[EXERCISE INSTRUCTIONS]
Render the records below as a two-column CSV with the headers record_text and answer_points, one row per record. Begin at the start of the records and stop after the line containing "point(474, 544)". Put each field in double quotes and replace every line break with a space.
++++ RECORDS FOR THE EXERCISE ++++
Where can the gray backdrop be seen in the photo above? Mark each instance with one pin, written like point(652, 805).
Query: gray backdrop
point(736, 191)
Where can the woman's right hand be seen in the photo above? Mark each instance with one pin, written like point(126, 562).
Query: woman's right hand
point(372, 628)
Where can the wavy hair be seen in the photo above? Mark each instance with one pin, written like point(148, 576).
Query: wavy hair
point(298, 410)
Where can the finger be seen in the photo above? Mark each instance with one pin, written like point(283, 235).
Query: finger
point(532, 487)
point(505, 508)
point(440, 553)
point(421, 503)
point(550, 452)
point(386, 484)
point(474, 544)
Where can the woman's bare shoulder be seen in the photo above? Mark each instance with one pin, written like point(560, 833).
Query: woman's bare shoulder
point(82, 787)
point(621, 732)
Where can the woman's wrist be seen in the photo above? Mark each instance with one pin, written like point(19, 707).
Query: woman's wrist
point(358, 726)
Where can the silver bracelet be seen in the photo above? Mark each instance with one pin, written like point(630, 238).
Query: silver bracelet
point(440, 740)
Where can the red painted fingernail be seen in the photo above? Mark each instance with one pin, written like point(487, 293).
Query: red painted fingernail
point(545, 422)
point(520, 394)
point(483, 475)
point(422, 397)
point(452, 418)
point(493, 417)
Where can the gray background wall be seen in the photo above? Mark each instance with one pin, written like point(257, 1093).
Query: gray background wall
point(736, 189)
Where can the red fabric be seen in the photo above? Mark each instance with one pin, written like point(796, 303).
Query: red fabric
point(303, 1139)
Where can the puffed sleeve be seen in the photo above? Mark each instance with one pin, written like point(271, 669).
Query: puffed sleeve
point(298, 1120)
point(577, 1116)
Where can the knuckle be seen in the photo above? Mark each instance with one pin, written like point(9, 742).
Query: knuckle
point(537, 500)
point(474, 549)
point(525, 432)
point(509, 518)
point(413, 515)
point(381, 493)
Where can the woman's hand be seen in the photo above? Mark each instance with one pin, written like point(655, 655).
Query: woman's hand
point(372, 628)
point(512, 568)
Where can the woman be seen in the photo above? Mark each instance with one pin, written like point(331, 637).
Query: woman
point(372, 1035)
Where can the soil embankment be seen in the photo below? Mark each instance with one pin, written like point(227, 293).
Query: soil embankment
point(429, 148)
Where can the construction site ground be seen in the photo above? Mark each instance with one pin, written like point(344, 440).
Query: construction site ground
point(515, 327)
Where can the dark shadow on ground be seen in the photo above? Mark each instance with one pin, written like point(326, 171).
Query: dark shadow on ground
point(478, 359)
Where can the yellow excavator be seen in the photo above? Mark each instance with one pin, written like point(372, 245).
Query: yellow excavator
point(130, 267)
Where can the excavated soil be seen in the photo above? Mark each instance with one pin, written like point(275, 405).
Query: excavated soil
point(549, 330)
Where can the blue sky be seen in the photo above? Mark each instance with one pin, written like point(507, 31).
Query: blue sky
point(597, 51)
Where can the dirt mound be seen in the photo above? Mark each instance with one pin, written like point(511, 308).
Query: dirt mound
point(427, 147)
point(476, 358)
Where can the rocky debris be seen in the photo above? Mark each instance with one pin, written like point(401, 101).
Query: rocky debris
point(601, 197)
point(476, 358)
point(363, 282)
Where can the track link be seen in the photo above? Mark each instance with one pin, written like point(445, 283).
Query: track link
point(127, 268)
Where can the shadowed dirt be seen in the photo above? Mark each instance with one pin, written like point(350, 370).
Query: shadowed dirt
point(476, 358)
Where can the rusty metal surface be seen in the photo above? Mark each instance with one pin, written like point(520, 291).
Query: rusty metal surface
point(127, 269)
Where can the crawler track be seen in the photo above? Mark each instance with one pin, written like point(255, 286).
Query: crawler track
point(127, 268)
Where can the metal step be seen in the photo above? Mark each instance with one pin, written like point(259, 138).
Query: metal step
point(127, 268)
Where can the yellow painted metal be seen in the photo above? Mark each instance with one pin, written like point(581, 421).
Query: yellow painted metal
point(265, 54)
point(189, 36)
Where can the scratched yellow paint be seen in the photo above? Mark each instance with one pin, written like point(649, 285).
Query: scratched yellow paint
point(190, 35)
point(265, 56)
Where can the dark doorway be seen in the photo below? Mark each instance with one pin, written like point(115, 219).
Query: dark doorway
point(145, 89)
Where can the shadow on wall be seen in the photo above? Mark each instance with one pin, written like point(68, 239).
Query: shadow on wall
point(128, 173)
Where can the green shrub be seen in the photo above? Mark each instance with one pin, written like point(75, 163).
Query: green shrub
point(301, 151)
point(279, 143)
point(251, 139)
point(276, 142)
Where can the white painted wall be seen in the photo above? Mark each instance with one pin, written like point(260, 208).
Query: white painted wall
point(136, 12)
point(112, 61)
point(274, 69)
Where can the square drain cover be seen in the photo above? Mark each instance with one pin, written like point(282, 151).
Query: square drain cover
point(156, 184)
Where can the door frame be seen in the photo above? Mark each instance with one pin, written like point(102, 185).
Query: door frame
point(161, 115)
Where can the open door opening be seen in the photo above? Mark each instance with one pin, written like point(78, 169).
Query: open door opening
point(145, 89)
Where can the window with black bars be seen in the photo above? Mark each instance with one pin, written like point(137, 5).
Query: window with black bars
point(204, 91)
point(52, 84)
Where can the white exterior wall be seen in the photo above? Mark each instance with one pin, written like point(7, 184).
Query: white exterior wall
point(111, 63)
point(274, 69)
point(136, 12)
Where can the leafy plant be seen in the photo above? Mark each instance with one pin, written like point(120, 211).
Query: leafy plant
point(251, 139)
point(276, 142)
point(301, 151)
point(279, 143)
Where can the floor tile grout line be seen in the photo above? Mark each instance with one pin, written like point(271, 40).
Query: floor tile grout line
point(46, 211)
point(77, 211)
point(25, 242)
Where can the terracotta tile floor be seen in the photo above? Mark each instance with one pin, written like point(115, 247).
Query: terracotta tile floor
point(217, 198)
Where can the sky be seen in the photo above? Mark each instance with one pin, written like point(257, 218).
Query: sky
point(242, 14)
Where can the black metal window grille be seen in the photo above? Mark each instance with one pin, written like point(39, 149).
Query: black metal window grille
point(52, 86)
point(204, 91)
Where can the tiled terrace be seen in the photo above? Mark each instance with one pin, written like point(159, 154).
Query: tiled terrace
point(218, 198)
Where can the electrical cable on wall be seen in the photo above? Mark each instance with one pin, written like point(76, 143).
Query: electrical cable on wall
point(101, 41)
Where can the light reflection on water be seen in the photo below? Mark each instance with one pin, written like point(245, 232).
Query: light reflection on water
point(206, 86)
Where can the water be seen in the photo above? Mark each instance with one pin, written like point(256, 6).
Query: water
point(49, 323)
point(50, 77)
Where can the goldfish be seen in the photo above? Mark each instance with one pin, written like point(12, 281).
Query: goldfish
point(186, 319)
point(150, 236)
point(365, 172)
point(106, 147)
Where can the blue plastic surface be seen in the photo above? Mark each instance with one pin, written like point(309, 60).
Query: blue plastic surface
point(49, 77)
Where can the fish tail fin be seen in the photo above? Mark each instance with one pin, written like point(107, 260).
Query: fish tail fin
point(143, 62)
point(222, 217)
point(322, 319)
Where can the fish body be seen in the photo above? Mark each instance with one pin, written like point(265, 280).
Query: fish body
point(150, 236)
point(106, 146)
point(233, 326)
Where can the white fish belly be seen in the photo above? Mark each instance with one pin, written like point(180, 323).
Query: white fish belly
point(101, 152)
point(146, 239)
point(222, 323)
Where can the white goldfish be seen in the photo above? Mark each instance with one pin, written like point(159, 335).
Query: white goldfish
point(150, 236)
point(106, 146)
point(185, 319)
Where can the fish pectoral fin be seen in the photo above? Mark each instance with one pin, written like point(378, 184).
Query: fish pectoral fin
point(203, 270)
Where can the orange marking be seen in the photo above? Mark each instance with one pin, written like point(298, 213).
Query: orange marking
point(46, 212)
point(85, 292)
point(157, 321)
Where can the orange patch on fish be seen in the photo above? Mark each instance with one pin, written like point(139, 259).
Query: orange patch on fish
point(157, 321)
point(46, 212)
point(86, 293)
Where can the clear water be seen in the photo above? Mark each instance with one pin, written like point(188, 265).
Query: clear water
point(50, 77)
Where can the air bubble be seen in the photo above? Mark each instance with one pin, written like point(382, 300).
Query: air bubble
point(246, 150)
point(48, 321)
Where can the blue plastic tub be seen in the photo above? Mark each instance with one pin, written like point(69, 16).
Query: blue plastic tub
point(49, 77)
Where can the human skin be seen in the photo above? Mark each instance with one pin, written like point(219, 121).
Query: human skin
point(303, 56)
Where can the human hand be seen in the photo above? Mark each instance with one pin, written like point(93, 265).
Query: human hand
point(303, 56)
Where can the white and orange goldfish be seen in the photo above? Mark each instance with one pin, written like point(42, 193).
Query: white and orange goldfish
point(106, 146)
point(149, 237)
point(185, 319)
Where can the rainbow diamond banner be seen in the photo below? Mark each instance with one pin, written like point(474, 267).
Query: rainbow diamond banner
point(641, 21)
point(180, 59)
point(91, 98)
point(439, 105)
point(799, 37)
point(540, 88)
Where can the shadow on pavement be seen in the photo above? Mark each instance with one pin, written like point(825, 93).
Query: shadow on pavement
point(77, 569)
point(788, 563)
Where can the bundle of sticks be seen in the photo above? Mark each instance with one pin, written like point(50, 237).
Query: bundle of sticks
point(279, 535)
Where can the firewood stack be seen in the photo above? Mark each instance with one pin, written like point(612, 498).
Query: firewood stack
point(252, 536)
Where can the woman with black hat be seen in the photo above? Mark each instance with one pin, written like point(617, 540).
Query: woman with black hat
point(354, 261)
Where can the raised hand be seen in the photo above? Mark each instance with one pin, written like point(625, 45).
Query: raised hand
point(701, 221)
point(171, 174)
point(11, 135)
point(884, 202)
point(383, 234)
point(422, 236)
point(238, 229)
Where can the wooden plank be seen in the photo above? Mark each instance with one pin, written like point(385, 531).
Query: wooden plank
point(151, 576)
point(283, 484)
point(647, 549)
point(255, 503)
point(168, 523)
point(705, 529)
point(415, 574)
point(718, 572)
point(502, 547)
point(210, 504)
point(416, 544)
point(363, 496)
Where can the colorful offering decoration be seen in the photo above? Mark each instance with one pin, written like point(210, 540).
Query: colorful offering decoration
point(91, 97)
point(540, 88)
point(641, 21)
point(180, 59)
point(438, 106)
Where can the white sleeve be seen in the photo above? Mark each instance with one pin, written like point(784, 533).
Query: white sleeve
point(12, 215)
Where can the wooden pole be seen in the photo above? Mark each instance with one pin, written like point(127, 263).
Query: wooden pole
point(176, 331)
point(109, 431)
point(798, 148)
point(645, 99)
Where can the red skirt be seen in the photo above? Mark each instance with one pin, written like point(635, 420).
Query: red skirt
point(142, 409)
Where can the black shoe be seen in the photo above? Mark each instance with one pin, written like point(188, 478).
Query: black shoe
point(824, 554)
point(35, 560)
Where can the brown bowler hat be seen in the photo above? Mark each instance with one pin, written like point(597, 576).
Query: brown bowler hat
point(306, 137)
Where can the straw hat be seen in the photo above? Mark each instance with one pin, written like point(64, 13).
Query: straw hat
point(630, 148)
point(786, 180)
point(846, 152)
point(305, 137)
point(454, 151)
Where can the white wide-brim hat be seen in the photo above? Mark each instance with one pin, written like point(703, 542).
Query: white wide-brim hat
++++
[SOLUTION FOR THIS EXERCISE]
record_text,answer_points
"Where can the gray backdrop be seen in the photo above? Mark each instance with one pin, written like point(652, 805). Query: gray backdrop","point(736, 191)"
"Where can the woman's right hand be seen in the photo above? Mark each instance with one pin, written like point(126, 562). Query: woman's right hand","point(372, 628)"
"Where can the wavy hair be seen in the photo above? Mark each instance with one pin, written like point(148, 576). Query: wavy hair","point(298, 410)"
"Where can the finger be seen in the photo above? Mark each instance with one pin, written like point(283, 235). Query: finger","point(532, 487) point(505, 508) point(440, 553) point(421, 503) point(550, 452) point(386, 484) point(474, 544)"